TO DO
Summarize the text on the Middle East telecommunications sector in two sentences.

TEXT PASSAGE
--------------------------------

The Middle East telecommunications sector is a growing market that has been relatively resilient during the COVID-19 pandemic due in part to customer reliance on telecom technologies for work and communication. Even before the pandemic, the Middle East Internet penetration rate was growing. In 2019 it was 67.2 percent, up from 64.5 percent the year prior.

Meanwhile, Internet World Stats, using data from ITU, Facebook, and Nielsen Online, estimated 75.2 percent of people in the Middle East had access to the Internet as of March 31, 2021.

The largest telecom company in the region is Saudi Telecom Company (STC). Established in 1998, the company has a market value of $66.7 billion, with more than $15 billion in annual sales. Some of the other major players in the sector include Etisalat Group, Ooredoo, and Omantel. The following are five recent developments involving some of these and other telecom businesses in the region.

--------------------------------

RECORDS PROVIDED
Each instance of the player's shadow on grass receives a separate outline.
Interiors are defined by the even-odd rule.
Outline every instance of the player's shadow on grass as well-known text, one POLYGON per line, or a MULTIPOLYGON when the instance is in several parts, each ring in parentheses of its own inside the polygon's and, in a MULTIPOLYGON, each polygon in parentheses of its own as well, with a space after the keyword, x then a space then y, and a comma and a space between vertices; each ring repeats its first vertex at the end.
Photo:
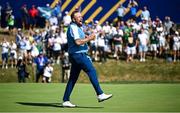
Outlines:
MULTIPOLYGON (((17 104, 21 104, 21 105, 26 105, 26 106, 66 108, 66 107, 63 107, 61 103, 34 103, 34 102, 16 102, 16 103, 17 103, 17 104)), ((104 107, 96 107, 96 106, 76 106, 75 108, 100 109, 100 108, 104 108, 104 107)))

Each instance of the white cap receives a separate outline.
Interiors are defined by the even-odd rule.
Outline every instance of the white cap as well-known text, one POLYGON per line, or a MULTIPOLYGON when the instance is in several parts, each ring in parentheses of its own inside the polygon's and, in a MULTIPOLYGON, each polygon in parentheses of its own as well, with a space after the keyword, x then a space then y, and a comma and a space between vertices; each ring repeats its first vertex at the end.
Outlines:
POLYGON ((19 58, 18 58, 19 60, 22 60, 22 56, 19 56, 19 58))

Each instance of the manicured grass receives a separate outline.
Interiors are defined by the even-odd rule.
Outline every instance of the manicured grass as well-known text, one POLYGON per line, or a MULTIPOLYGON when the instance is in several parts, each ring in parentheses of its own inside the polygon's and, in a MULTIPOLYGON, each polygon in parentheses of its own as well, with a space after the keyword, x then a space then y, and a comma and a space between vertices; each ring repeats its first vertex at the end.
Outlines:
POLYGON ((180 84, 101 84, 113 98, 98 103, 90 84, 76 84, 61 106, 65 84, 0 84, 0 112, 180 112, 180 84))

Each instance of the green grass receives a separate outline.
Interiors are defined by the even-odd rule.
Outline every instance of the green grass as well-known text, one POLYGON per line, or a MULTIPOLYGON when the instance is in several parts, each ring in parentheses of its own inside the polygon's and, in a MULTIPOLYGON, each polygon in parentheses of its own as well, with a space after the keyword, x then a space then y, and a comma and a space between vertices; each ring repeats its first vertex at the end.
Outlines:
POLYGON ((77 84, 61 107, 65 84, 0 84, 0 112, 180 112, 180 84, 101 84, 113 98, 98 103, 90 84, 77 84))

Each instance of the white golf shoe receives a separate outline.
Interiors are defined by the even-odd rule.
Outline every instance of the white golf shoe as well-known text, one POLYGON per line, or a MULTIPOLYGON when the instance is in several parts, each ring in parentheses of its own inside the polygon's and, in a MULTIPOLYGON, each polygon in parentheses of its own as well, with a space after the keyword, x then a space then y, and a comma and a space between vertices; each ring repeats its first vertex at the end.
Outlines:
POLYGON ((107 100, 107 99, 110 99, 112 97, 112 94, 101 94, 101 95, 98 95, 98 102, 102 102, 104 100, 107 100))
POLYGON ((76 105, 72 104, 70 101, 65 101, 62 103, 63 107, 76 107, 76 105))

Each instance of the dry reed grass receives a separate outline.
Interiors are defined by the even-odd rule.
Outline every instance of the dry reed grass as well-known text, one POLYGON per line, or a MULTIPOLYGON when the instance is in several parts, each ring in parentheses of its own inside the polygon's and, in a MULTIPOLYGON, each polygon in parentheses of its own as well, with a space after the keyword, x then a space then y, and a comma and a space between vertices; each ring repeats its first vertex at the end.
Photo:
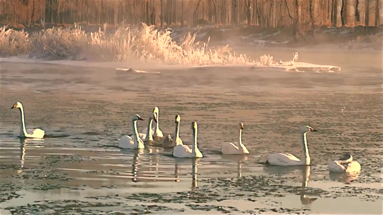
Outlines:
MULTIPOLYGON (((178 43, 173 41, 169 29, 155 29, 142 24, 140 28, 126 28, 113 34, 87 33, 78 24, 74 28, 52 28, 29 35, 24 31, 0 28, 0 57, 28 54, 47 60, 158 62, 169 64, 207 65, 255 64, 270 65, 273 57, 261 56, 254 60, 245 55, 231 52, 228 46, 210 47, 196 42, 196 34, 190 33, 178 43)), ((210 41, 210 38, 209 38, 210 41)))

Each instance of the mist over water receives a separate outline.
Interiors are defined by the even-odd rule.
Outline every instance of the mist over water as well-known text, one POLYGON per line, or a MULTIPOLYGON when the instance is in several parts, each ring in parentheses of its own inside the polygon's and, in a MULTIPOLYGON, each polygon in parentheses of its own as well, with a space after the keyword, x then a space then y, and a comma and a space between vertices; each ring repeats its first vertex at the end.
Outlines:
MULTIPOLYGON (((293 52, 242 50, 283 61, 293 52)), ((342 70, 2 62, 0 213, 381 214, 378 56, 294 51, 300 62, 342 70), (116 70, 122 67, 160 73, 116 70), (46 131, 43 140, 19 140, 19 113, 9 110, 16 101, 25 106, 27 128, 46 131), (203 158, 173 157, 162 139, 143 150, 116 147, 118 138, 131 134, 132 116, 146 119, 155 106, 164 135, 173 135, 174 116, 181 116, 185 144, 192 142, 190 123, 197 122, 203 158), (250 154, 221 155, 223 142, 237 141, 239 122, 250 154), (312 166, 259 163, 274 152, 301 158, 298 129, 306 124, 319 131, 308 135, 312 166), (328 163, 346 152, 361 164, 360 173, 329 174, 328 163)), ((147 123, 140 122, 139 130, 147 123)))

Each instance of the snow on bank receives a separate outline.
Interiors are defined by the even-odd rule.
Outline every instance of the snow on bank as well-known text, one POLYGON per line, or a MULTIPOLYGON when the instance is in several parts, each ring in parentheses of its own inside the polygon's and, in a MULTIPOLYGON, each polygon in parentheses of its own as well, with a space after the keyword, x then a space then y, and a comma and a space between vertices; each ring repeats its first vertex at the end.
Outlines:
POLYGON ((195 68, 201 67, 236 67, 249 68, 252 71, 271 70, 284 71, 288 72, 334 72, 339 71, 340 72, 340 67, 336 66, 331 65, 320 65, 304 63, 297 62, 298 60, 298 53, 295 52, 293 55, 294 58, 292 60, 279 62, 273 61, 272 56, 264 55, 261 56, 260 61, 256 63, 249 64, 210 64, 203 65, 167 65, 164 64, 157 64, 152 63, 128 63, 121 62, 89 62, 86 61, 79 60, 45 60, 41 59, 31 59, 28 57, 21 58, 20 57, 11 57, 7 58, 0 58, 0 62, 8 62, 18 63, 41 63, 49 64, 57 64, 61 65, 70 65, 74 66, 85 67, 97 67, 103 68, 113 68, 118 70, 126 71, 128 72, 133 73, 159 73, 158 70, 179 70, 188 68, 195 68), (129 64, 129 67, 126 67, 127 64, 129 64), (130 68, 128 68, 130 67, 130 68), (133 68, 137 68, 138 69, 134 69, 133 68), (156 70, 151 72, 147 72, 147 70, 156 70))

--------------------------------

THE ANSWER
The Middle East telecommunications sector is a growing market that has stayed relatively resilient during the COVID-19 pandemic, and Internet penetration in the region rose from 64.5 percent to 67.2 percent in 2019, with Internet World Stats estimating 75.2 percent access as of March 31, 2021. The region's largest telecom company is Saudi Telecom Company (STC), established in 1998 and valued at $66.7 billion, while Etisalat Group, Ooredoo, and Omantel are among the other major players.